Desde o pontificado do papa Paulo VI, os Santos Padres têm participado de todas as reuniões na América Latina.
Bento XVI se prontificou a vir ao Brasil, não pelo país em si, mas porque, aqui, realiza-se toda a América Latina. Então, ele vai passar dois dias na cidade de São Paulo (SP), e todos os bispos estarão com ele para ouvir suas orientações.

O que eu acho de importância vital é a disposição dele para cumprir toda a programação durante o tempo em que estiver aqui. Cristo constituiu a Igreja e a colocou sobre um alicerce, fazendo dele a cabeça do corpo místico d'Ele. Então, não nos cabe questioná-la, apenas aceitar aquilo que é decidido, aquilo que o Papa determinar. Quando ele foi eleito, muitos diziam que ele era "isto e aquilo", mas pensaram o contrário do que ele tem se revelado, exatamente o oposto. Fiquei muito feliz porque eu o conhecia e já havia trabalhado com ele, aqui, no Rio de Janeiro. Nós, brasileiros, devemos muito a ele porque já foram realizados quinze cursos para bispos aqui no País. O então cardeal Ratzinger foi o primeiro a fazer essas reuniões aqui, e na última que fizemos foram 126 inscritos, e 100 bispos participaram. Poucos episcopados, no mundo inteiro, têm esse número de bispos.
cancaonova.com: Quais foram os benefícios da visita do Cardeal Ratzinger ao Brasil naquela época?Dom Eugênio Sales: A primeira parte é a da
doutrina de que ele tratava, pois era um homem de renome internacional. Depois foi muito bom porque ele conheceu mais a fundo o episcopado do Brasil, que, aliás, foi muito carinhoso com ele.

Entradas de apontamento e rotulagem:
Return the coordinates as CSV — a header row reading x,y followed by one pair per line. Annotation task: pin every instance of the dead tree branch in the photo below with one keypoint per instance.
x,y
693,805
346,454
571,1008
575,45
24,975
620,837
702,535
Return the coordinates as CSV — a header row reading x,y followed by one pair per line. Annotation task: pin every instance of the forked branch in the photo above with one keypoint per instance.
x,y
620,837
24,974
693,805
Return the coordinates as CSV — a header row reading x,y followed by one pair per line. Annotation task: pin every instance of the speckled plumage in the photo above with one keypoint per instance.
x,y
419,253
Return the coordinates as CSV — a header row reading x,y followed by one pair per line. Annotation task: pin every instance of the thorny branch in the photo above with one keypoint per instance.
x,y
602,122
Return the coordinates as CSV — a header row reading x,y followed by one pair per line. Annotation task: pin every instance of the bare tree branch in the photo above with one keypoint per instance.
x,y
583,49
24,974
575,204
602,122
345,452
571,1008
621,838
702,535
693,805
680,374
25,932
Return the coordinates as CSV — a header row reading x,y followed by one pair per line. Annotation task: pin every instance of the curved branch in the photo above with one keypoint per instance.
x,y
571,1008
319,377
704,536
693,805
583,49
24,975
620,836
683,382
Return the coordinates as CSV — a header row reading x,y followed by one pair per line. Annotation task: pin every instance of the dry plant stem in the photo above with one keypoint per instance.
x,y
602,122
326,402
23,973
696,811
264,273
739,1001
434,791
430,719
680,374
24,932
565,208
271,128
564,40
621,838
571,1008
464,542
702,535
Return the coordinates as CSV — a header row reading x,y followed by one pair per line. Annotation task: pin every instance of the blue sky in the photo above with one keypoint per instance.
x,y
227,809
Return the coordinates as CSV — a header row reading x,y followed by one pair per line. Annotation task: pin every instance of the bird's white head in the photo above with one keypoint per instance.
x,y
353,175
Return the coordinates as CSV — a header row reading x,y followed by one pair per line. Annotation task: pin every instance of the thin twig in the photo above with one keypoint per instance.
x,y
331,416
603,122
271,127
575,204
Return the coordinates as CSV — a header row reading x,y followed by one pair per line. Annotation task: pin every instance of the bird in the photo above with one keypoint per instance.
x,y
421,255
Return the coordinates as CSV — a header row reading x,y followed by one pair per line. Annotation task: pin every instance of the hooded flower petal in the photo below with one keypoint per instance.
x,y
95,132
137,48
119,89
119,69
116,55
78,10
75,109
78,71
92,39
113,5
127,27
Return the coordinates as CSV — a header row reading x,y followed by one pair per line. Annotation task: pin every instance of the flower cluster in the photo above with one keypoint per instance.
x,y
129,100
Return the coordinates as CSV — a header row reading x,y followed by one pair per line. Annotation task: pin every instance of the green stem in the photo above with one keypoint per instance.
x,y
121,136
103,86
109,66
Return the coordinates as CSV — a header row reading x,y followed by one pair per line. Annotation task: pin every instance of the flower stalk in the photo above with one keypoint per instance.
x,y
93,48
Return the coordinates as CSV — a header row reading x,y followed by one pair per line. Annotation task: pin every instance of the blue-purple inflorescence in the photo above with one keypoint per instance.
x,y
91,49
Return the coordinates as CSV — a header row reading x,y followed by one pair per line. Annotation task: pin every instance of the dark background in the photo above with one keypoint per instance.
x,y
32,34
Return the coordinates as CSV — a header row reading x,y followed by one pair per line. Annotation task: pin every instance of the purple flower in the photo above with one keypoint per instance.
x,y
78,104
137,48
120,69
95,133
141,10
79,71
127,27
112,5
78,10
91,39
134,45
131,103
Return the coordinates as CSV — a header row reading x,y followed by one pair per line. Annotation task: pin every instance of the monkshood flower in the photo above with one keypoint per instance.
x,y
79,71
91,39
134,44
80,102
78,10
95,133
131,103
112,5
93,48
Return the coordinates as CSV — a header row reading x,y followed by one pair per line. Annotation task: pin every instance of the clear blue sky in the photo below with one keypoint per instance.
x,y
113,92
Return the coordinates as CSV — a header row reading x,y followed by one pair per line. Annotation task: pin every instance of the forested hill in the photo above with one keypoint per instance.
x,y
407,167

> **Objetivo do exercício**: Prossiga o texto sobre a visita de Bento XVI ao Brasil a partir da última frase apresentada.

> **Resultado final**:
Na semana anterior ao conclave, nós passamos a semana em reunião, e foi ele quem a presidiu. Esse contato que ele teve com o episcopado do mundo todo foi uma coisa muito boa. Eu acho que a dificuldade que ele levanta é que a Igreja é a Igreja, isto é, não somos nós que a fazemos, nós apenas entramos nela. Ela é feita por Jesus Cristo e orientada por Ele por intermédio dos homens, e, no caso, é o Santo Padre quem a representa. Então, eu não vou discutir as coisas que vêm de Roma, porque acho que isso é falta de bom senso. Ninguém me obrigou a ser padre, então eu não posso reclamar de nada. Não me ordenei para agradar a mim mesmo, mas para servir a Jesus Cristo. Aborto, por exemplo, é não, sempre não! Então, se a doutrina é essa, ninguém pode discutir.
É falta de bom senso querer ser católico e, ao mesmo tempo, não pertencer àquela estrutura que foi fundada por Jesus Cristo, embora seja humana e tenha falhas, – falhas essas que não são de Jesus Cristo –, estas nunca afetam aquilo que é fundamental da Igreja.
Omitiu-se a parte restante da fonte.